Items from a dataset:
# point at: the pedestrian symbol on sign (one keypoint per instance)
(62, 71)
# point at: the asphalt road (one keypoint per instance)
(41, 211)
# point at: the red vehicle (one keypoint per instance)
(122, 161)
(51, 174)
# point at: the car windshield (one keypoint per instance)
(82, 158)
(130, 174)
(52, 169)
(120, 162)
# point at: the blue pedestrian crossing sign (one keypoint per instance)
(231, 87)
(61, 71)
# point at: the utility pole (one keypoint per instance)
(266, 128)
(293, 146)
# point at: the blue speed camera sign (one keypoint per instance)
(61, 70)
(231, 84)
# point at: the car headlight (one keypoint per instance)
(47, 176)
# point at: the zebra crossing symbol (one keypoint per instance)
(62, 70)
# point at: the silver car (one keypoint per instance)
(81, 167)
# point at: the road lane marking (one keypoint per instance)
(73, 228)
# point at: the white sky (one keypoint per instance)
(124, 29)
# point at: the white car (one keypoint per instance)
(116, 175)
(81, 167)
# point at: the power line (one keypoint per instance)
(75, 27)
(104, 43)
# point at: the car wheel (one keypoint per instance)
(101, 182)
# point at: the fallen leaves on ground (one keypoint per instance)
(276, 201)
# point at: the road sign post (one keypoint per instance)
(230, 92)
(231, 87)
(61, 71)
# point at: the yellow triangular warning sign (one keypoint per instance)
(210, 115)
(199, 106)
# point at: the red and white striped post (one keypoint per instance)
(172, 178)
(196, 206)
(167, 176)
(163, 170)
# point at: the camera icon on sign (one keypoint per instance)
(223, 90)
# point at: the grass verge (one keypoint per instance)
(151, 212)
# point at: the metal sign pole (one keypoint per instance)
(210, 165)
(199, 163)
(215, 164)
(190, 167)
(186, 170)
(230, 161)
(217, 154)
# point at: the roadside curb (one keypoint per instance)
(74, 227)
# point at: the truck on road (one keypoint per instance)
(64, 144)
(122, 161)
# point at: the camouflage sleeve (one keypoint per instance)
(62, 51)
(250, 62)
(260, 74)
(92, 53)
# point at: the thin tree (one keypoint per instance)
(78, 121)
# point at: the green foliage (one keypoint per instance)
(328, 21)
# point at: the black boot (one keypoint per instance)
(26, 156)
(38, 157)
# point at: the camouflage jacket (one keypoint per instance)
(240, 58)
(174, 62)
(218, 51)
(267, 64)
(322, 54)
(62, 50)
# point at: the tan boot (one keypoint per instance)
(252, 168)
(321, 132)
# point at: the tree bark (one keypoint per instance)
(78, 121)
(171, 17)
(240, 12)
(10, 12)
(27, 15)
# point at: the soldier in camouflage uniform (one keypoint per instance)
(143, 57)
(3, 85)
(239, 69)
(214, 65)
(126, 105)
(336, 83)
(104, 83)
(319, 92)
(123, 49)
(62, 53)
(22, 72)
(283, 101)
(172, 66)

Activity: All of the entries above should be output exactly as they are.

Reply:
# point at: the pedestrian symbol on sign (one keypoint per instance)
(62, 71)
# point at: the asphalt road (one keypoint per instance)
(41, 211)
# point at: the red vehicle (one keypoint per instance)
(122, 161)
(51, 174)
# point at: the car windshield (one keypoint per instance)
(82, 158)
(130, 174)
(52, 169)
(120, 162)
# point at: the blue pedestrian crossing sign (one keypoint per instance)
(231, 87)
(61, 71)
# point at: the utility pole (one keypoint per instance)
(266, 128)
(293, 146)
# point at: the blue speed camera sign (one keypoint per instance)
(61, 70)
(231, 84)
# point at: the car headlight (one keypoint per instance)
(47, 176)
# point at: the zebra crossing symbol (one keypoint per instance)
(62, 70)
# point at: the silver car (one keypoint per instance)
(81, 167)
# point at: the road lane marking (one keypoint per instance)
(73, 228)
# point at: the white sky (one keypoint per instance)
(124, 29)
# point at: the white car (one keypoint per instance)
(116, 175)
(81, 167)
# point at: the power line (one keypoint per instance)
(75, 27)
(104, 43)
# point at: the car wheel (one keypoint per instance)
(101, 182)
# point at: the fallen leaves on ground (one keypoint per instance)
(276, 201)
# point at: the road sign post (one keypoint per instance)
(230, 92)
(231, 87)
(61, 71)
# point at: the yellow triangular warning sign (one keypoint per instance)
(210, 115)
(199, 106)
# point at: the red and white striped post (one keypoint per instance)
(172, 178)
(196, 206)
(167, 176)
(163, 170)
# point at: the camera icon on sign (one keypoint per instance)
(223, 90)
# point at: the grass verge (one keypoint per instance)
(151, 212)
# point at: the metal sign pole (one keypoint per instance)
(210, 165)
(199, 163)
(215, 164)
(190, 167)
(186, 170)
(230, 161)
(217, 154)
# point at: the roadside curb (one keypoint per instance)
(74, 227)
# point at: the truck on road (one keypoint per instance)
(64, 144)
(122, 161)
# point at: the camouflage sleeve (one keypoint per instance)
(62, 51)
(250, 62)
(260, 74)
(92, 53)
# point at: the thin tree (one keypoint per instance)
(78, 121)
# point at: the green foliage (one keypoint per instance)
(328, 21)
# point at: the black boot (one keypoint per instance)
(26, 156)
(38, 157)
# point at: the camouflage jacket (one keypoint per instance)
(240, 58)
(174, 62)
(218, 51)
(267, 64)
(322, 54)
(62, 50)
# point at: the tan boot (one keypoint per instance)
(252, 168)
(321, 132)
# point at: the tree bark (one keypoint per instance)
(78, 121)
(171, 17)
(240, 12)
(10, 12)
(27, 15)
# point at: the soldier in camouflage uniform (one keypoint per instance)
(143, 57)
(3, 85)
(239, 69)
(214, 65)
(126, 105)
(336, 83)
(104, 83)
(319, 92)
(123, 49)
(62, 53)
(22, 72)
(283, 101)
(172, 66)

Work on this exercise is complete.